§ EXERCISE DIRECTIONS: Filter the data for "blue" and copy matching lines.

§ Stored dataset items:
►

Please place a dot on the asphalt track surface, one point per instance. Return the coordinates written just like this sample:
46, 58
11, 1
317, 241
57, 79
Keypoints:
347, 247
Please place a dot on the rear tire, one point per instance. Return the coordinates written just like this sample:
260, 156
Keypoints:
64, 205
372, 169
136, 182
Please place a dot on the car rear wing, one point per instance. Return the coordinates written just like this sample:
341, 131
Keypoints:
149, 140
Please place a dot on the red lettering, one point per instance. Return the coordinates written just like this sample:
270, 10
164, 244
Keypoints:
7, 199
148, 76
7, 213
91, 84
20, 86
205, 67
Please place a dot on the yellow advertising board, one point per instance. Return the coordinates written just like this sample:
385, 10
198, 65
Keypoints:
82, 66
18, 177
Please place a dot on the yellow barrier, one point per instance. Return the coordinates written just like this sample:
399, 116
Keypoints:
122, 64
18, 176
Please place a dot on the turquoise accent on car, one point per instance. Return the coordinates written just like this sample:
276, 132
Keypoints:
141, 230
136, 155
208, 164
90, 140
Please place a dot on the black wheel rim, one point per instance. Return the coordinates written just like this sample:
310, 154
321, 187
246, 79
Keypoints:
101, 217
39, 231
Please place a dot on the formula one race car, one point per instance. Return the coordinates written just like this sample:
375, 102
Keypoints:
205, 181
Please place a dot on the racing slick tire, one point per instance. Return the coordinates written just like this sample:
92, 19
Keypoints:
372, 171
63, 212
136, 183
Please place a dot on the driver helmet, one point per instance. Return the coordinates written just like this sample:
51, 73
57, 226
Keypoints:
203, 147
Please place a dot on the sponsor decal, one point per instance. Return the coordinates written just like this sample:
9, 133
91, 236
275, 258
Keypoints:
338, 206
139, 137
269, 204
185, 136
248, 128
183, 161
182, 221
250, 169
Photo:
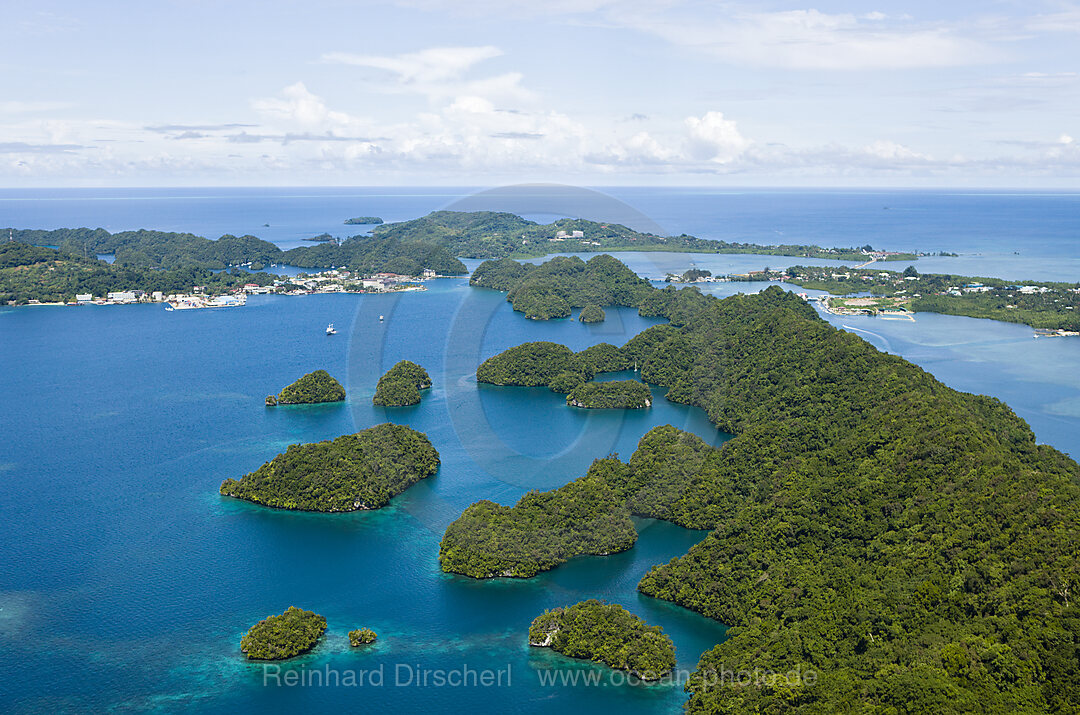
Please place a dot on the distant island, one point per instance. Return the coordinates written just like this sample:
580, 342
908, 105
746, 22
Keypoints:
352, 472
173, 262
899, 539
401, 386
313, 388
494, 234
40, 274
362, 637
618, 394
278, 637
555, 287
542, 530
592, 313
551, 365
605, 633
1042, 305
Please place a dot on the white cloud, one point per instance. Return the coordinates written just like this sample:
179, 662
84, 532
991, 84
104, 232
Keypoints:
892, 151
17, 107
813, 40
804, 39
423, 67
300, 107
714, 138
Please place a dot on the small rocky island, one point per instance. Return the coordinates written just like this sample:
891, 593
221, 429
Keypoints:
542, 530
605, 633
552, 365
620, 394
362, 637
352, 472
592, 313
401, 386
311, 389
278, 637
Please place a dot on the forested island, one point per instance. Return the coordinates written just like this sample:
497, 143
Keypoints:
551, 365
605, 633
401, 386
592, 313
912, 545
553, 288
362, 637
174, 261
354, 471
542, 530
43, 274
495, 234
174, 252
1041, 305
278, 637
617, 394
313, 388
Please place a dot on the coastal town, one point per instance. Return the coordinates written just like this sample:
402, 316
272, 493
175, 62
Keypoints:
329, 281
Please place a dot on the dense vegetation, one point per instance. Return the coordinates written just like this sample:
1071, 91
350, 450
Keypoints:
362, 637
530, 365
1041, 305
605, 633
289, 634
550, 364
311, 389
354, 471
619, 394
29, 272
592, 313
169, 251
552, 288
401, 386
690, 275
493, 234
542, 530
908, 544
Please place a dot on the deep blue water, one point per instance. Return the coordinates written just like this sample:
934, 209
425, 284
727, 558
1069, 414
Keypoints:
126, 581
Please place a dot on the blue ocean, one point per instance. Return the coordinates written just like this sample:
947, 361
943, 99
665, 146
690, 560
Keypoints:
126, 580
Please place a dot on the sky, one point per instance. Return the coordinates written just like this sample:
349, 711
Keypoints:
594, 92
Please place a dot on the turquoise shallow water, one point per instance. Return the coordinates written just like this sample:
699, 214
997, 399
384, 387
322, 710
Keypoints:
126, 581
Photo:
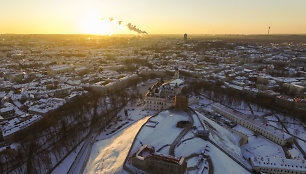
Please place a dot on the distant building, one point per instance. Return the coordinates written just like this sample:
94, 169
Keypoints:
53, 70
181, 102
275, 135
279, 166
162, 96
148, 160
185, 36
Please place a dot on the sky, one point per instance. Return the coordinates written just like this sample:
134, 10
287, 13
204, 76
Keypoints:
153, 16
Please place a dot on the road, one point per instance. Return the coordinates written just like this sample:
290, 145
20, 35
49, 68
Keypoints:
181, 135
80, 161
242, 164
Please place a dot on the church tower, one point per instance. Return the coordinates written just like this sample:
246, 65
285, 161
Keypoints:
177, 74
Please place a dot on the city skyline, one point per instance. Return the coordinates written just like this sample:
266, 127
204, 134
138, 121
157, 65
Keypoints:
154, 17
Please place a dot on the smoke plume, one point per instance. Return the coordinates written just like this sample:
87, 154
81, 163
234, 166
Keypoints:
129, 25
134, 28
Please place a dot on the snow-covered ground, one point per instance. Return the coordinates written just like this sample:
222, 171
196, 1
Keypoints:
260, 146
108, 155
67, 162
166, 131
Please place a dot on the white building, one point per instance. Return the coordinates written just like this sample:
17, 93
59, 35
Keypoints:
275, 135
162, 96
279, 166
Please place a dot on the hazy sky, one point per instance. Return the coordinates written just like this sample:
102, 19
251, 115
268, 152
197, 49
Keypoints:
155, 16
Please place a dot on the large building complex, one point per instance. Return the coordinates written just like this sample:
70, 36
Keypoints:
162, 96
272, 134
279, 166
146, 159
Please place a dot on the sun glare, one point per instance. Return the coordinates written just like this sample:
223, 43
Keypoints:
95, 25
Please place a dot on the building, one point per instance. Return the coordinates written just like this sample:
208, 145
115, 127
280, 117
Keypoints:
53, 70
275, 135
148, 160
279, 166
181, 102
185, 37
162, 96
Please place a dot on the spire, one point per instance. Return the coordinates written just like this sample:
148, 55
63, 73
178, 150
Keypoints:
177, 74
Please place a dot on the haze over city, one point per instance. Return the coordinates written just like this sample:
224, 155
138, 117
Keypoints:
153, 86
154, 16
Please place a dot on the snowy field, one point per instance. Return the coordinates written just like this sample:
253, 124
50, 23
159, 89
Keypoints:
108, 155
166, 131
67, 162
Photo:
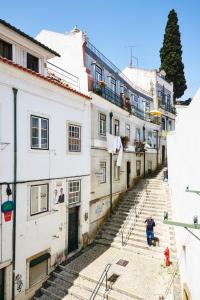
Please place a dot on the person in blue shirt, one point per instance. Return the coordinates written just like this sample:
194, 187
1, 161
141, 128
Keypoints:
150, 224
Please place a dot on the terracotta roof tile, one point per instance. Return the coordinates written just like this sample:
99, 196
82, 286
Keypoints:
50, 80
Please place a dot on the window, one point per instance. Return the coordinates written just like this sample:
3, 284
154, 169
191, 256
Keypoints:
32, 62
127, 131
149, 138
38, 269
39, 199
103, 171
116, 127
39, 133
170, 125
116, 171
137, 135
138, 167
74, 194
149, 166
5, 49
147, 106
113, 84
98, 73
74, 138
102, 125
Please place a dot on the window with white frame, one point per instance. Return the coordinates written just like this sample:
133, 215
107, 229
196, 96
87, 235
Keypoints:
74, 132
128, 131
38, 269
116, 171
5, 49
98, 73
149, 165
39, 199
32, 62
39, 133
113, 84
102, 124
149, 138
103, 171
74, 191
116, 127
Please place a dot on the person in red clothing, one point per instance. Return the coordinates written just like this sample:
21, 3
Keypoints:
150, 224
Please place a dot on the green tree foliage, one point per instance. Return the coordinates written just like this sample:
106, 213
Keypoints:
171, 55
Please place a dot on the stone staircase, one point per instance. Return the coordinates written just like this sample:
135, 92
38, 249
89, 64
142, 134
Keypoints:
154, 204
148, 198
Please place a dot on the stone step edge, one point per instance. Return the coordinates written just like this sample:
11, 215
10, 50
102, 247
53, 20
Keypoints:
95, 281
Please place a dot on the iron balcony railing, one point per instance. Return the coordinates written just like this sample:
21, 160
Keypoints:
117, 71
168, 108
119, 100
61, 75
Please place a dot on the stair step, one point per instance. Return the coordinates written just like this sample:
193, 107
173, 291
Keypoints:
48, 292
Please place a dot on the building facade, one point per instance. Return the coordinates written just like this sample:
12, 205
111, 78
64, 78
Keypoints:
183, 165
44, 165
118, 107
154, 82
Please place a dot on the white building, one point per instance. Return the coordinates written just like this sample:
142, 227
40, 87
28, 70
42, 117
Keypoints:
154, 83
184, 166
44, 159
117, 103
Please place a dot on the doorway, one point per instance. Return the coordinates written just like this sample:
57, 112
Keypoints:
1, 284
163, 154
128, 173
73, 222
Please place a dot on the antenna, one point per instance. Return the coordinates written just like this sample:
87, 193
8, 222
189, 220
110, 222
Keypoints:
131, 56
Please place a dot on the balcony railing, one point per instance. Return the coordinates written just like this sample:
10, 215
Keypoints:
61, 75
123, 102
116, 71
108, 94
168, 108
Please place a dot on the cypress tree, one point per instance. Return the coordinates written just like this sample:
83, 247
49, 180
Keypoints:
171, 55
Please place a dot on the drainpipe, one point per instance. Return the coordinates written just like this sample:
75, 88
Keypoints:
144, 151
14, 191
111, 116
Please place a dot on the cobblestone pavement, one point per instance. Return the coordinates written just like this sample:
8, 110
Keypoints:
144, 276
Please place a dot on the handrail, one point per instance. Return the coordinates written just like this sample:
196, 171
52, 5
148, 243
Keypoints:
133, 214
100, 281
61, 74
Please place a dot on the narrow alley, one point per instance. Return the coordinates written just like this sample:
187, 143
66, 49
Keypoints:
121, 255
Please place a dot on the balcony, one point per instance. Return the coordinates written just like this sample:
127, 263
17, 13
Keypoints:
117, 73
168, 108
108, 94
62, 76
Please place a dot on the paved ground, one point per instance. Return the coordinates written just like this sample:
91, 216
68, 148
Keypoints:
144, 277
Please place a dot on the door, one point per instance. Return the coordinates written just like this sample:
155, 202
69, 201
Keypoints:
163, 154
2, 284
73, 229
128, 172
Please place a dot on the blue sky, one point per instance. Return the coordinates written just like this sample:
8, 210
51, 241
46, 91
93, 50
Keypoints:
113, 25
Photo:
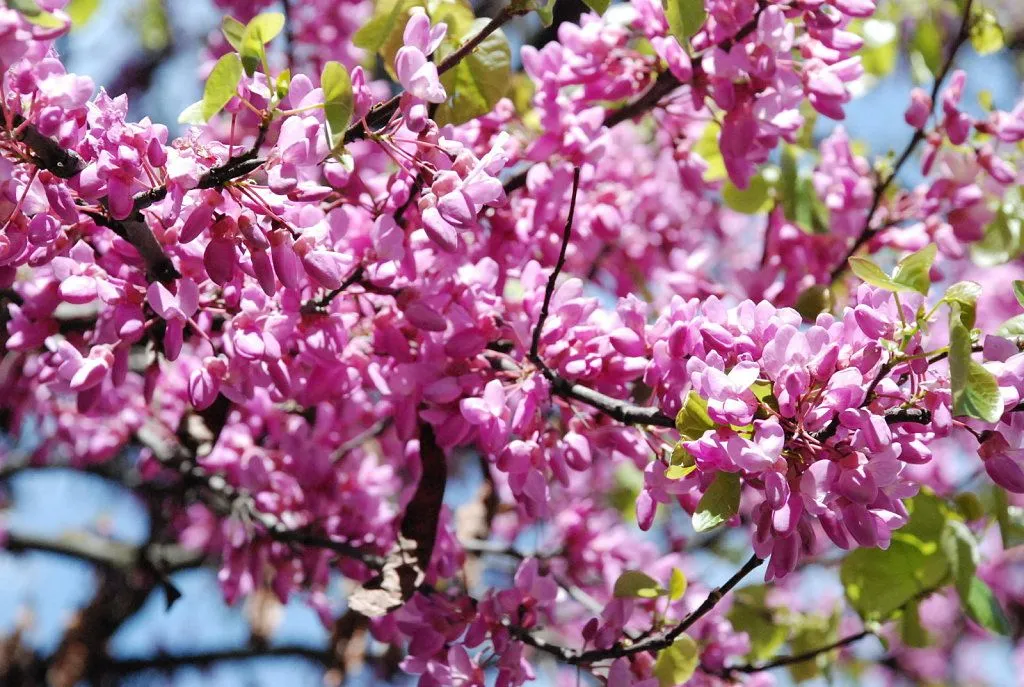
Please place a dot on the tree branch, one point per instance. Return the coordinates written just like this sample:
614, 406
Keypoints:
799, 657
381, 114
178, 660
549, 289
107, 553
664, 84
655, 643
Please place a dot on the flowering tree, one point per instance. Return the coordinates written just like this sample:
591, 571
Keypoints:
628, 285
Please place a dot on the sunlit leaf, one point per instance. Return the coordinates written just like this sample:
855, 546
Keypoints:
719, 503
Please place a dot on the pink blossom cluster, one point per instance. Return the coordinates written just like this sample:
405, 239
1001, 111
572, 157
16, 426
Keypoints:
259, 299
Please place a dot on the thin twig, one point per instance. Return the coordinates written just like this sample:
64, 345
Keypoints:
655, 643
549, 289
866, 232
801, 657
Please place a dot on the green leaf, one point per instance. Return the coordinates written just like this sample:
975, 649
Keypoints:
389, 19
719, 503
749, 613
878, 583
260, 31
751, 201
962, 551
233, 32
911, 271
222, 85
692, 420
708, 147
911, 632
283, 84
478, 82
788, 176
1004, 239
31, 10
984, 608
811, 633
677, 585
338, 101
598, 5
1011, 519
965, 295
677, 663
869, 272
928, 43
1012, 328
546, 11
81, 11
679, 471
193, 114
975, 390
637, 585
986, 34
814, 300
685, 18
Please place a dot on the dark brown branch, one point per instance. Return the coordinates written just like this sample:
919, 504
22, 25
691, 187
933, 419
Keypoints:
381, 114
48, 154
549, 289
800, 657
108, 553
656, 643
228, 500
179, 660
866, 231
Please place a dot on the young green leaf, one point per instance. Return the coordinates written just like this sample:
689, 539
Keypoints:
31, 10
677, 663
260, 31
984, 608
965, 295
479, 81
222, 85
719, 503
869, 272
233, 32
911, 631
961, 549
911, 271
975, 390
679, 471
1019, 291
338, 101
685, 18
751, 201
81, 11
677, 585
598, 5
193, 114
637, 585
986, 34
1012, 328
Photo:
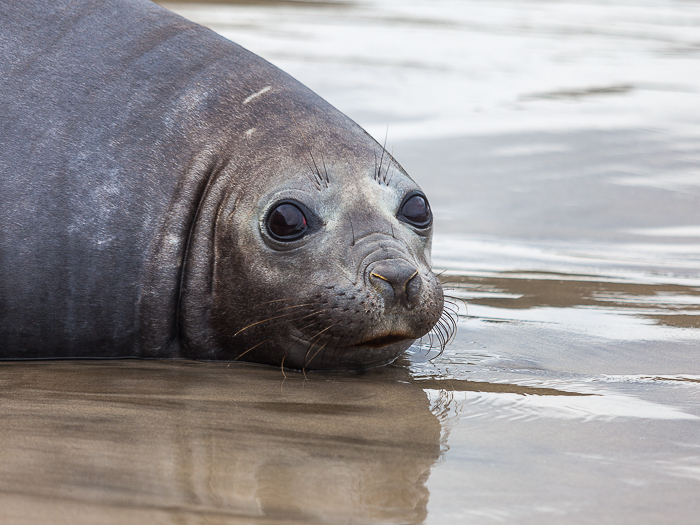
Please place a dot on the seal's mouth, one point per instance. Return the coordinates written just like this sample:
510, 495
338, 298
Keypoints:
385, 340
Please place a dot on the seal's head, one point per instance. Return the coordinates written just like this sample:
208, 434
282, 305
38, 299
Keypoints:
321, 250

◄

§ TASK SOLUTION:
Please place a dot on the deep blue water, one point per instance. Return the coordinates written just like this sample:
Please place a dot on the blue ocean, one point per instance. Return the coordinates written just like this sample:
Please place a dot on the person in blue shirt, one point per instance. Return the coordinates written just like this sample:
Please place a dot on the blue sky, one point per instance. Return the coordinates written just like this sample:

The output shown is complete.